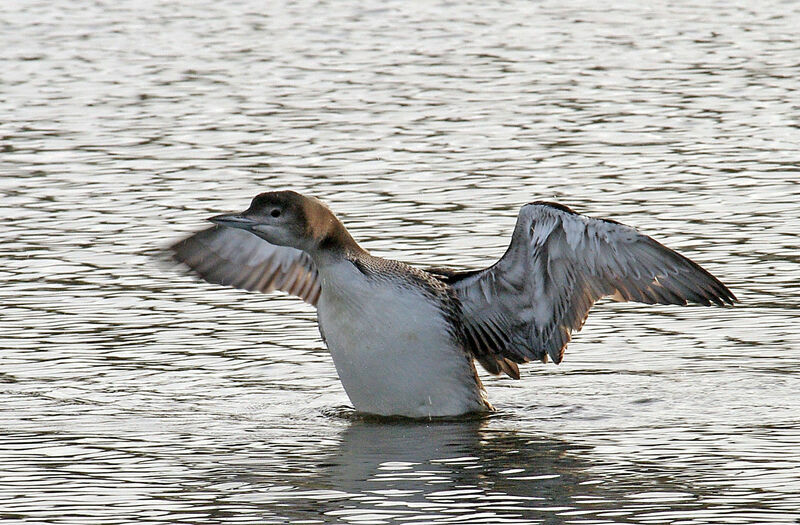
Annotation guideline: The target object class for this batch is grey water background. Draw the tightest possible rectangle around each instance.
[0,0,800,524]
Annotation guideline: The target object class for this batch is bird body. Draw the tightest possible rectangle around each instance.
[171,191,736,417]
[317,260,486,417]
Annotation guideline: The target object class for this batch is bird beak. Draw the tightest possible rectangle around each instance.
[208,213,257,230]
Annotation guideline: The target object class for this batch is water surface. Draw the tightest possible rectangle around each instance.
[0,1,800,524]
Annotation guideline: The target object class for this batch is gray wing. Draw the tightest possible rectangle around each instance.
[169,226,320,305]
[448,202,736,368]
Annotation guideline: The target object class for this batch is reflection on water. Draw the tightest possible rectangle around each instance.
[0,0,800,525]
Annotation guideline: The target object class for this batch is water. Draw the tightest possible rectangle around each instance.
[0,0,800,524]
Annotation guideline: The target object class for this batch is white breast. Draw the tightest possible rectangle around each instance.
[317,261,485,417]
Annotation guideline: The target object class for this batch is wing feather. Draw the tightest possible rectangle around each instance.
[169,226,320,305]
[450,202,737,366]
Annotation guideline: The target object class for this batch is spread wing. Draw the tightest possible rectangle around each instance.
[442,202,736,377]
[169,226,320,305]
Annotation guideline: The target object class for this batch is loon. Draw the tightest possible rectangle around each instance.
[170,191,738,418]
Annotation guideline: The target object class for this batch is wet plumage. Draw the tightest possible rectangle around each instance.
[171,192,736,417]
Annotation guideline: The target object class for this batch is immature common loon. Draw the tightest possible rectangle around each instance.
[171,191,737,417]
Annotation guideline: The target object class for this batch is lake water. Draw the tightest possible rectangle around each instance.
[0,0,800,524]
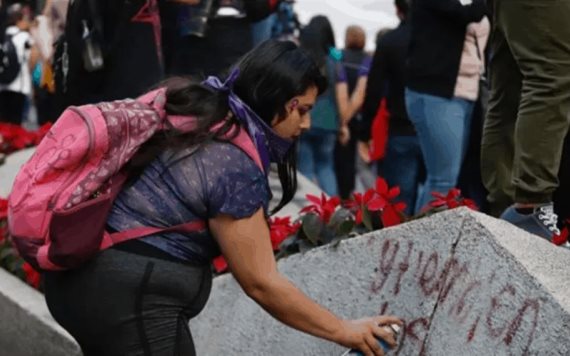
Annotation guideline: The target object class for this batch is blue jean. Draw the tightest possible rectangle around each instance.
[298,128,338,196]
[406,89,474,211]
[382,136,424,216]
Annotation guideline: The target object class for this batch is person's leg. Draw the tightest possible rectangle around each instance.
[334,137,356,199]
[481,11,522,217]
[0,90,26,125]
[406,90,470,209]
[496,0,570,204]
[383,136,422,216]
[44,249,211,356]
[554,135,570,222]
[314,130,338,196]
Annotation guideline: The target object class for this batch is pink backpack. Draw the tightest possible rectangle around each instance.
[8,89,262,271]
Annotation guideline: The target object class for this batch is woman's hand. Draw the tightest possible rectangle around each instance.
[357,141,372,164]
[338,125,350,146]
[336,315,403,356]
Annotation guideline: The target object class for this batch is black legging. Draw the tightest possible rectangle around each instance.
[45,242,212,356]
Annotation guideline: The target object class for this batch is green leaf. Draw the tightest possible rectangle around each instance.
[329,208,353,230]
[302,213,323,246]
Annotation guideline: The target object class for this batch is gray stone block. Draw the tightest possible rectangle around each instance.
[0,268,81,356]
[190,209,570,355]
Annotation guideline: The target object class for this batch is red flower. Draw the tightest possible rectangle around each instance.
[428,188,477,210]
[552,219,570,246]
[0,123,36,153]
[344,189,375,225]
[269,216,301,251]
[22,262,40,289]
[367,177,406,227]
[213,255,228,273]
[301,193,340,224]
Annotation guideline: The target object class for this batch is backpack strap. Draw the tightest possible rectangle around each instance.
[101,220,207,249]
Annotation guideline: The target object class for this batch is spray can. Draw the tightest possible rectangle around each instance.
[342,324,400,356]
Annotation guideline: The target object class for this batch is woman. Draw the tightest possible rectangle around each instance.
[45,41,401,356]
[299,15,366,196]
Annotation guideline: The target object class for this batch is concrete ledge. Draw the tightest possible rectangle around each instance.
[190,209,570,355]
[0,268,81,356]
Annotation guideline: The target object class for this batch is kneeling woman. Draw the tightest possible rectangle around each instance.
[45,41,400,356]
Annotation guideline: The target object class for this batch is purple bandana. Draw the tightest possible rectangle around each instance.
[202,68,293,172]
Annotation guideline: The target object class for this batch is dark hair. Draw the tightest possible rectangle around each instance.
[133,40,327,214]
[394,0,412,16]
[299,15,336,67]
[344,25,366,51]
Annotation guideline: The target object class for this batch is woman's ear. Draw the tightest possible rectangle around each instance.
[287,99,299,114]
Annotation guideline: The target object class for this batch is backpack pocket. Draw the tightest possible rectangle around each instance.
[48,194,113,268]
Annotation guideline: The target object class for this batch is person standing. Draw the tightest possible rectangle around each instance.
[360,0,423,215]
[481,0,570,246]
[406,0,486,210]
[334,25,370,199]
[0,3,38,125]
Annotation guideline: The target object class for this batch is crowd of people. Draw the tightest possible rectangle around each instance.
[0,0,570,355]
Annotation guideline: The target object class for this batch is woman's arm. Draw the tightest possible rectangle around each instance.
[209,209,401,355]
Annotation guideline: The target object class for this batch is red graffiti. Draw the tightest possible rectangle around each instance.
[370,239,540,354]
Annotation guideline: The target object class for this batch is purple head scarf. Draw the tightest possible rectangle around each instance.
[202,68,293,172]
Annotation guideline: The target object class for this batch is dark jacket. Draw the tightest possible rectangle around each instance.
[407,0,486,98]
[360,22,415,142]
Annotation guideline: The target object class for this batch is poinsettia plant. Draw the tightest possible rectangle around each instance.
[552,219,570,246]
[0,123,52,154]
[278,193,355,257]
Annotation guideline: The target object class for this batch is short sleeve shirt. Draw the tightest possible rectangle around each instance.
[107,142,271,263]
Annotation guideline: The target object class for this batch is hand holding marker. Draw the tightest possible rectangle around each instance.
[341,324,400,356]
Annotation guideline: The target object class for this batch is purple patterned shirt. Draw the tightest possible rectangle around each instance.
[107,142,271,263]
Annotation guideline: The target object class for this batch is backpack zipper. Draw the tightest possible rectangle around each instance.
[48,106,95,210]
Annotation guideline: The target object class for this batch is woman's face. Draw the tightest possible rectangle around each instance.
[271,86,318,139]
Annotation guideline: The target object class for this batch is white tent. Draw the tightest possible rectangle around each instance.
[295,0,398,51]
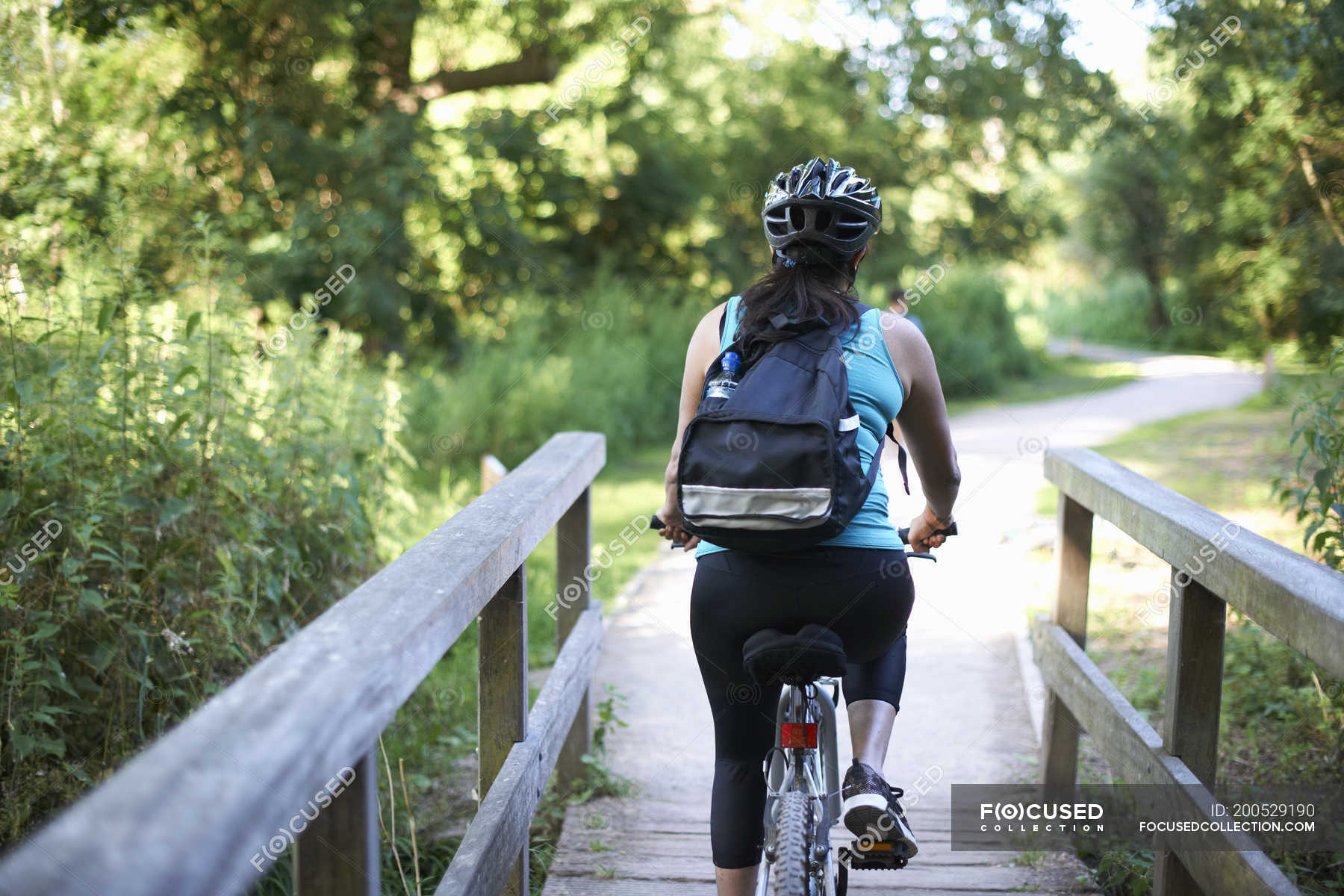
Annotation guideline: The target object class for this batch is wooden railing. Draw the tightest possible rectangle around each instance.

------------------------------------------------

Request
Reproduce every line of the material above word for word, leaving out the pictures.

Exercise result
Annotation guideline: The target object class for this batch is grey water background. Draw the tightest possible rectangle around each instance.
[0,0,800,524]
Annotation guideline: The target object class for this batch is bird body. Draw the tightest possible rectangle around each instance.
[171,191,736,417]
[317,260,486,417]
Annotation guideline: The target object class for this batch is bird beak. Draw the tightest possible rectangle around each instance.
[208,213,257,230]
Annotation guideline: The target object class for this batch is water surface. Draw the tightest possible rectangle around each instance.
[0,1,800,524]
Annotation guideline: The target object class for this batch is gray wing. Draw the tightest possible rectangle around each instance.
[169,226,320,305]
[448,202,736,368]
Annotation guideline: The target object class for this batch is reflection on water. Draw the tightest possible rectangle around each instance.
[0,0,800,525]
Annotation guideline: The target object class for this batch is water. Draw the tightest possible rectangle around each instance.
[0,0,800,524]
Annotation guideline: The target object class for this batch is white breast. Draw the tightest possible rectangle around each instance.
[317,261,485,417]
Annotation guideline: The target object class for this batch is wing feather. Draw the tightest possible rectangle around each instance.
[169,226,320,305]
[450,202,737,366]
Annotation guideline: The target object class for this batch is spread wing. Draw the tightest possible rectangle around each instance.
[442,202,736,377]
[169,226,320,305]
Annotation guideline: The target object class for this batch is loon. Draw the tightest possible rectangle around each instance.
[170,191,738,418]
Annotation guideline: The target object class for this batch is wet plumage. Draw the tightest possible rectangle around each instance.
[171,192,736,417]
Annotation guideline: The target object class for this batch is immature common loon. Draw the tightest possible rectangle around each instance.
[171,191,737,417]
Annotation guideline: The target object class for this batch is lake water. Draw the tightest possible rectangle around each instance.
[0,0,800,524]
Annotation guideline: The target object class for this batch is blue jean. Draw the tightest possible rectangle around each instance.
[298,128,338,196]
[406,89,474,211]
[382,136,424,216]
Annotation guideline: The target object class for this batch is person's leg. Draw the tightest possible rectangle around each instance.
[334,137,356,199]
[481,11,522,217]
[0,90,26,125]
[406,90,470,209]
[496,0,570,204]
[383,136,422,216]
[44,249,211,356]
[554,135,570,222]
[314,130,338,196]
Annotation guideline: The target object class for this batch is pink backpack. Draw the tightest possible rectangle around each instance.
[8,89,262,271]
Annotation guideline: The target object class for this batch is woman's hand. Draw the tightest possible rectangle around each instance.
[357,141,372,164]
[338,125,350,146]
[336,315,403,356]
Annotation guideline: The target object class for this batch is black legging. Draw the tightest possible rectangle around each instance.
[45,242,212,356]
Annotation guideline: The target object class for this batch is green leaf. Draw the tightest possible rectangle around each instance.
[329,208,353,230]
[302,213,323,246]
Annotation guideline: The target object class for this batch is gray stone block. Draw the tightest possible rectangle around each instance.
[0,268,81,356]
[190,209,570,355]
Annotation guideline: The target object class for this batch is red flower. Draw the tightest possible rectangle around each instance.
[428,188,477,210]
[552,219,570,246]
[0,123,36,153]
[344,189,375,225]
[269,216,301,251]
[22,262,40,289]
[367,177,406,227]
[213,255,228,273]
[301,193,340,224]
Annotation guideline: The target object class for this batch is backpack strap. Draw the tightest possible rectangle around each instance.
[101,220,207,249]
Annotation guideline: The target object class for this batch is spray can. Draw the tightest possible rectangle around each instance.
[342,324,400,356]
Annotation guideline: The target object class for this batch is woman. Draw the tightest possible rectangle around each instance.
[45,41,401,356]
[299,15,366,196]
Annotation guideline: The target object class for this batch is concrete ledge. Draw the tightest possible rectangle around each instance.
[190,209,570,355]
[0,268,81,356]
Annotation guideline: The target object class for this batch is kneeling woman. Draw the tightest possible rectangle around each instance.
[45,41,400,356]
Annotation guideline: The target object class for this batch is purple bandana. Draw the tightest possible rectangle around each instance.
[202,68,293,172]
Annotation guideline: The target object class for this batch is dark hair. Draw the tightest possible rectangle around each instance.
[133,40,327,214]
[394,0,412,16]
[299,15,336,67]
[344,25,366,51]
Annotation guideline: The target object class for this batch is woman's ear. Draw the tightest possible rectangle around each instance.
[287,99,299,114]
Annotation guideline: The target object class for this batch is backpack pocket. Draw the tightest possible rectangle around each instance.
[48,194,113,268]
Annotation guideline: The target object class for this batch is person standing. Draw the tightest possible rectangle around each instance.
[360,0,423,215]
[481,0,570,246]
[406,0,486,210]
[334,25,370,199]
[0,3,38,125]
Annotation guideline: The target object class for this batch is crowd of people. Draw the tightest possible rectangle around each instance.
[0,0,570,355]
Annotation guideline: The target object class for this batch is woman's arm. Draw the tightest possible rectangle around each instance.
[209,209,401,355]
Annotation guideline: The target object class for this batch is red graffiti. Draw the tightest possible rectangle around each instance.
[370,239,540,354]
Annotation guideline: The target object class for this batch is purple head scarf. Draw the tightest possible rectangle around each instance.
[202,68,293,172]
Annotation guideline: The target object class for this batch is dark jacket. Draw the tightest possible rectangle around each instance.
[407,0,486,98]
[360,22,415,142]
Annotation guideline: The target object class for this batch is poinsettia plant. Draw the tightest possible rectangle around each instance.
[552,219,570,246]
[0,123,52,154]
[278,193,355,257]
Annotation guideline: The target object class for this batch is short sleeve shirt. Draw the tightest possible rectangle around each instance.
[107,142,271,263]
Annotation guideline: The target object class for this batch is hand holding marker. Draw the tightest possible rectangle around each instance.
[341,324,400,356]
Annotation guideline: The target object class for this batch is purple patterned shirt. Draw the tightest possible rectangle around each instance.
[107,142,271,263]
Annotation guideline: The target object class for this batch is backpack zipper. Draw the tightest possible rectangle around each instance.
[48,106,95,210]
Annotation guideline: The target object class for this batch is woman's face. Draw the tightest possible rectangle around each instance.
[271,86,318,139]
Annotation guideline: The target object class for this batch is white tent. Draw the tightest possible rectangle around each instance.
[295,0,398,51]
Annotation guideline: The target object class for this batch is wooden railing. Draw the tightest possible rectangle around each instance.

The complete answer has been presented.